*DIRECTION:* Reproduce the whole passage about life in El Rito word for word.

-- DOCUMENT SEGMENT start --

Before they got blotto, or had to meander back home, some of these old guys would chat with me. I’d try out my crappy Spanish and they’d correct me, and I’d improve, endearing us each to the other. Some of them took me home and introduced me to their wives and I got to know their families on down the line, see them at fiestas in town or out in the forest. But of course, learning a language in a bar full of men can be problematic, as I found when I proudly started deploying some of my newly learned bar words around their sweet old wives, and noticed them blanching and looking shocked.
This is one of the things I really loved about El Rito, is how everybody knows everybody. Getting to know one old farmer/rancher at the bar opened the door to knowing generations of his family, sometimes dozens of people. In my neighborhood in San Francisco when I was a kid we knew a few families in the houses on our block, but there was little sense of community, no multi-generational crowd. Many houses on our block were occupied by complete strangers. In El Rito everyone knows where everyone else lives, who’s related to who, who’s in trouble and who’s been getting better, who’s sick and who just died. El Rito was a real community. An insular community, yes, where no gringo, not even Greg Martin, who was third generation El Rito gringo married to a Hispana, and who ran his general store with kindness and generosity, was fully accepted by the Spanish majority (95% in those days, a little less now). But even now, thirty five years since I lived here full time, a friend will come into town asking where I live, and a random local I barely know will direct them to my house.

-- DOCUMENT SEGMENT end --
-- INFORMATION PROVIDED start --

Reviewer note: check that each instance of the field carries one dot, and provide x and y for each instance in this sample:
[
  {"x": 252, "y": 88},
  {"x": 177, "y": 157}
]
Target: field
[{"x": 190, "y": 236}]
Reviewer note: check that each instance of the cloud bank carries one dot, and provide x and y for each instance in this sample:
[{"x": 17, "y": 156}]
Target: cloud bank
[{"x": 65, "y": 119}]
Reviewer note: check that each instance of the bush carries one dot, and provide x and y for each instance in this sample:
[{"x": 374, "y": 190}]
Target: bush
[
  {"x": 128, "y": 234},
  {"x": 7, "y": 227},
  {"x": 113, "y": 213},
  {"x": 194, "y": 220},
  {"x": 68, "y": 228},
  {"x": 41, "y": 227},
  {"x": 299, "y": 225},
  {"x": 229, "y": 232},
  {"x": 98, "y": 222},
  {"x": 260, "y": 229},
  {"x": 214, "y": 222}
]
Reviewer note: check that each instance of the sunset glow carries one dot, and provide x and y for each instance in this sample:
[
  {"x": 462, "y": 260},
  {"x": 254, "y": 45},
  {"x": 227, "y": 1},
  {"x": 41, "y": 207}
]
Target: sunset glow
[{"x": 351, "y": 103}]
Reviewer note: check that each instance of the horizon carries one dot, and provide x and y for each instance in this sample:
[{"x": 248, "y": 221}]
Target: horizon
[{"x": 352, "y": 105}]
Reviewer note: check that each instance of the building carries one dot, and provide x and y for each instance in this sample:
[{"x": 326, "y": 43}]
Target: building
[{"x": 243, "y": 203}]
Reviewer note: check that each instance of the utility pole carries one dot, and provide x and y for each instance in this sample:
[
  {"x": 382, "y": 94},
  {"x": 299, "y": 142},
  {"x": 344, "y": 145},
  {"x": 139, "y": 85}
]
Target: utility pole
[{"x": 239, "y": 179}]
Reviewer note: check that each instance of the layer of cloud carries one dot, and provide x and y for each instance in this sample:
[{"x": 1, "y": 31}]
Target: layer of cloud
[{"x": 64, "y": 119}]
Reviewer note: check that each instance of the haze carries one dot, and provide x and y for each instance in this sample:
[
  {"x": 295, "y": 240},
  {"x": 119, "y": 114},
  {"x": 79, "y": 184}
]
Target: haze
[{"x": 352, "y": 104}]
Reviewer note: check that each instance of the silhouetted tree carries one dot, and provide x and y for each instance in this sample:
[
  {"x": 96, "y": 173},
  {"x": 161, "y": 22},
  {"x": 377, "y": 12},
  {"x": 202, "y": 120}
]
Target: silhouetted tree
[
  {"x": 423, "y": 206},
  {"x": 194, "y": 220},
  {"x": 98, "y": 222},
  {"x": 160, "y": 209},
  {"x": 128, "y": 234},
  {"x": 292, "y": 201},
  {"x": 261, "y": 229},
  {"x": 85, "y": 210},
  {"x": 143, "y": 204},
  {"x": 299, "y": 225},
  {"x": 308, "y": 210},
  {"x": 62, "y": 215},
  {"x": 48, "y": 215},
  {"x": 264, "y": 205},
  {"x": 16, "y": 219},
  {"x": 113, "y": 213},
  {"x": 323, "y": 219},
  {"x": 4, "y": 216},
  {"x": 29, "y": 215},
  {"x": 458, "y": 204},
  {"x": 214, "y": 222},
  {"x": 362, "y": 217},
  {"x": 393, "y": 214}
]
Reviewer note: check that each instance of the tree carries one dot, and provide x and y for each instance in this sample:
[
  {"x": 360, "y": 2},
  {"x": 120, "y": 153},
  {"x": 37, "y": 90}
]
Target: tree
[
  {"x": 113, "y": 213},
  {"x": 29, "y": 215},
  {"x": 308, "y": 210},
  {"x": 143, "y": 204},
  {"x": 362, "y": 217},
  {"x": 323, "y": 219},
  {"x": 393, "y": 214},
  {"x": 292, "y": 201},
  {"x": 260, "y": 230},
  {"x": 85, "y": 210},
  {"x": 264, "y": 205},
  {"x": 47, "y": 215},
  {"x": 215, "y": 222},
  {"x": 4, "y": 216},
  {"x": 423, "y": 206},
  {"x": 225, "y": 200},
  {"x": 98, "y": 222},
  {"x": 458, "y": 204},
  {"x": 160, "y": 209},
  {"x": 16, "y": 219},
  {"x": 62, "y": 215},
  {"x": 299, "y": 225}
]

-- INFORMATION PROVIDED end --

*OUTPUT FOR THIS TASK:*
Before they got blotto, or had to meander back home, some of these old guys would chat with me. I’d try out my crappy Spanish and they’d correct me, and I’d improve, endearing us each to the other. Some of them took me home and introduced me to their wives and I got to know their families on down the line, see them at fiestas in town or out in the forest. But of course, learning a language in a bar full of men can be problematic, as I found when I proudly started deploying some of my newly learned bar words around their sweet old wives, and noticed them blanching and looking shocked.
This is one of the things I really loved about El Rito, is how everybody knows everybody. Getting to know one old farmer/rancher at the bar opened the door to knowing generations of his family, sometimes dozens of people. In my neighborhood in San Francisco when I was a kid we knew a few families in the houses on our block, but there was little sense of community, no multi-generational crowd. Many houses on our block were occupied by complete strangers. In El Rito everyone knows where everyone else lives, who’s related to who, who’s in trouble and who’s been getting better, who’s sick and who just died. El Rito was a real community. An insular community, yes, where no gringo, not even Greg Martin, who was third generation El Rito gringo married to a Hispana, and who ran his general store with kindness and generosity, was fully accepted by the Spanish majority (95% in those days, a little less now). But even now, thirty five years since I lived here full time, a friend will come into town asking where I live, and a random local I barely know will direct them to my house.